Stored data entries:
☆ ☆ ☆ ☆ ☆
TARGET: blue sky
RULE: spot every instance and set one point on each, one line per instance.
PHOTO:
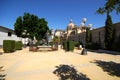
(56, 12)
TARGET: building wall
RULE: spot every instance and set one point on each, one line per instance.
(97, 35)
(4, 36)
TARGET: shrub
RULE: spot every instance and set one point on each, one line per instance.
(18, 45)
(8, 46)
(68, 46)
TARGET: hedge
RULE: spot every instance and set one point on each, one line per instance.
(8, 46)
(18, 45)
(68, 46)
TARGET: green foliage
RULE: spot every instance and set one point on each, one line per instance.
☆ ☆ ☆ ☆ ☆
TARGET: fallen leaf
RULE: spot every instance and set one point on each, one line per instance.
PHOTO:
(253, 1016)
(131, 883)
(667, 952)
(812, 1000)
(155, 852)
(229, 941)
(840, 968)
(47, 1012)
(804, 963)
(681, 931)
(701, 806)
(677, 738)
☆ ☆ ☆ ☆ ☆
EXERCISE DETAILS: Take the entries above and copy exactly the lines starting at the one with "TARGET: blue sky" and ending at the one with "TARGET: shrub"; nothing outside that span, and no pictures.

WRITTEN ANSWER:
TARGET: blue sky
RULE: spot every instance and set one point on each, one line per instance.
PHOTO:
(56, 12)
TARGET: building wall
RULE: spot every instance and set one point on each, one line per instance.
(97, 35)
(4, 36)
TARGET: shrub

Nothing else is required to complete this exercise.